_Required action_.
Copy verbatim the block of lines in the entries below whose first line contains "Target: cheek" and whose last line contains "pixel 78 156.". Leave out all other lines.

(Natural-language object grounding data)
---*---
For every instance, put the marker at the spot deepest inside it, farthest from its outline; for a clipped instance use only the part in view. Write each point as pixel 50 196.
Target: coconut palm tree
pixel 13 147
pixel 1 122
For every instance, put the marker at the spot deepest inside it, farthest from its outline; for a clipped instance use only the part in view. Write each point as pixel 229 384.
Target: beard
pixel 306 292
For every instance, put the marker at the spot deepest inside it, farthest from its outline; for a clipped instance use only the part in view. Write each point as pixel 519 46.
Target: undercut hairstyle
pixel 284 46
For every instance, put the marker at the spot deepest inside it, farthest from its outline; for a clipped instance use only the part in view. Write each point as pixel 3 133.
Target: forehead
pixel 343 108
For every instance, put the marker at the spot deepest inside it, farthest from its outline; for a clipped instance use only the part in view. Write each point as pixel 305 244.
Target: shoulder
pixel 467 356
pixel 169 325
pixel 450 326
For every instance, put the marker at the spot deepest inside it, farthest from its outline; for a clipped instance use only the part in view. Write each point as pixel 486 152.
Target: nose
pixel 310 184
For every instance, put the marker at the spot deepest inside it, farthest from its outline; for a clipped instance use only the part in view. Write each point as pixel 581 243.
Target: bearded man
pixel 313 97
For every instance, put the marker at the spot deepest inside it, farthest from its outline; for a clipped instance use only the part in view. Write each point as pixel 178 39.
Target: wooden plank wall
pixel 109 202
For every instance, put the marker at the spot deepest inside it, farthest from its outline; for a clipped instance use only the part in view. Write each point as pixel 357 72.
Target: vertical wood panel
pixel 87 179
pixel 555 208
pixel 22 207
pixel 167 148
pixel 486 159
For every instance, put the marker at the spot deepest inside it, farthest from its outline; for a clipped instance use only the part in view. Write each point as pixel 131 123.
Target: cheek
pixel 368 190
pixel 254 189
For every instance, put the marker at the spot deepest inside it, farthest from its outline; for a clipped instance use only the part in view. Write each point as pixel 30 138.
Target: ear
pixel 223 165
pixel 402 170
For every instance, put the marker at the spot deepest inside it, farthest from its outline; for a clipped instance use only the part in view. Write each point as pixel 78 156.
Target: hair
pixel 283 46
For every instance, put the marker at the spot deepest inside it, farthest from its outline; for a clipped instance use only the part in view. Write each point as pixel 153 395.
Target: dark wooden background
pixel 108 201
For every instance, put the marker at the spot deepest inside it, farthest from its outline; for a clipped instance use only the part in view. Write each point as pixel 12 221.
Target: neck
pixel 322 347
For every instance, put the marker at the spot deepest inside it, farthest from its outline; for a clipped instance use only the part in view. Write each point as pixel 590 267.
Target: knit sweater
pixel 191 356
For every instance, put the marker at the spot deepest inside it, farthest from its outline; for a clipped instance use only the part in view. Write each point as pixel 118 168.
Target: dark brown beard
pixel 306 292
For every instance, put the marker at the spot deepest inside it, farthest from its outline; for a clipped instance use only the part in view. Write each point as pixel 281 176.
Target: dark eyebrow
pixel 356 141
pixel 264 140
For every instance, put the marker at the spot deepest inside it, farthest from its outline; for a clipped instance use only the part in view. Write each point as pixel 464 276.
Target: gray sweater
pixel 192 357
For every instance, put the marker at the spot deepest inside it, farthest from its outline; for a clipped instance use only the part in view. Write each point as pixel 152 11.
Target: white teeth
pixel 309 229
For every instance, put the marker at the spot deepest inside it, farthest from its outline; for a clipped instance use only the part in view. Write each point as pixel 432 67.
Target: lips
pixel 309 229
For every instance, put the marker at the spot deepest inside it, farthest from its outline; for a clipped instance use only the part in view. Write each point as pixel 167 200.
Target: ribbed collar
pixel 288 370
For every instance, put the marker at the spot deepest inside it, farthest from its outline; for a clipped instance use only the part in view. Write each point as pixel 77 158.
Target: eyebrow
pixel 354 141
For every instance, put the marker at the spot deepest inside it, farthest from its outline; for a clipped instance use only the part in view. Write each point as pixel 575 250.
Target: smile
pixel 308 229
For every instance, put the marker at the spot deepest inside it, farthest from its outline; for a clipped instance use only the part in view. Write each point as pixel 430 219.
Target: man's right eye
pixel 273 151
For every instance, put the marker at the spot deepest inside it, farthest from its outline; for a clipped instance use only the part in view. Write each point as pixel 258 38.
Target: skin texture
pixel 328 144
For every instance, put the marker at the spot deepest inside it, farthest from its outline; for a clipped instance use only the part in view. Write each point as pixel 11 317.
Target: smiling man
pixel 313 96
---*---
_Answer section_.
Target: cheek
pixel 368 190
pixel 254 189
For every instance, put the marker at the spot deepest inside it, farthest from its outline; for a clipped instance use only the part in view. Write each point as pixel 30 138.
Target: ear
pixel 223 165
pixel 402 170
For every instance, put the marker at the spot deepest inside it, farthest from its outline; for a clipped instance use only the part in view. Write each point as pixel 78 156.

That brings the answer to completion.